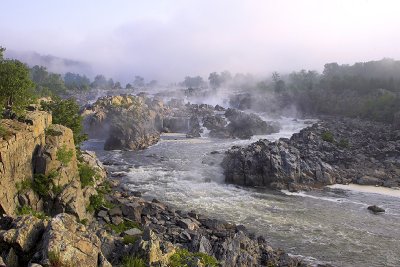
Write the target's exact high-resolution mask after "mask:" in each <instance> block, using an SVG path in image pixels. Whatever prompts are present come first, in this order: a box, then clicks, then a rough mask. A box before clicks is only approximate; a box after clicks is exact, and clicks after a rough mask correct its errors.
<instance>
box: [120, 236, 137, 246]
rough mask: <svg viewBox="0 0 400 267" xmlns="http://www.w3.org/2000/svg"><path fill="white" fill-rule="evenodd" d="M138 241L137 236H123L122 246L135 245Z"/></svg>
mask: <svg viewBox="0 0 400 267" xmlns="http://www.w3.org/2000/svg"><path fill="white" fill-rule="evenodd" d="M138 239H139V237H138V236H132V235H126V236H124V239H123V241H124V244H125V245H128V244H135V242H136V241H137V240H138Z"/></svg>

· · · · ·

• _Work to be completed_
Reproduce the listing above with "rough mask" swapped for "coarse mask" throughout and nothing else altered. Omit the pictures from your answer.

• _Written answer_
Write the target's exact high-resolution mask after "mask:" in each <instance> block, using an SVG path in image pixels. Whatever prompts are present come first, in this order: a box, then clicks, then a coarse mask. A box before clicks is only approximate; a box after clicks is exact, and clicks after a coarse mask correct its errors.
<instance>
box: [120, 236, 137, 246]
coarse mask: <svg viewBox="0 0 400 267" xmlns="http://www.w3.org/2000/svg"><path fill="white" fill-rule="evenodd" d="M138 241L137 236H123L122 246L135 245Z"/></svg>
mask: <svg viewBox="0 0 400 267" xmlns="http://www.w3.org/2000/svg"><path fill="white" fill-rule="evenodd" d="M138 239H139V237H138V236H132V235H126V236H124V239H123V241H124V244H125V245H128V244H135V242H136V241H137V240H138Z"/></svg>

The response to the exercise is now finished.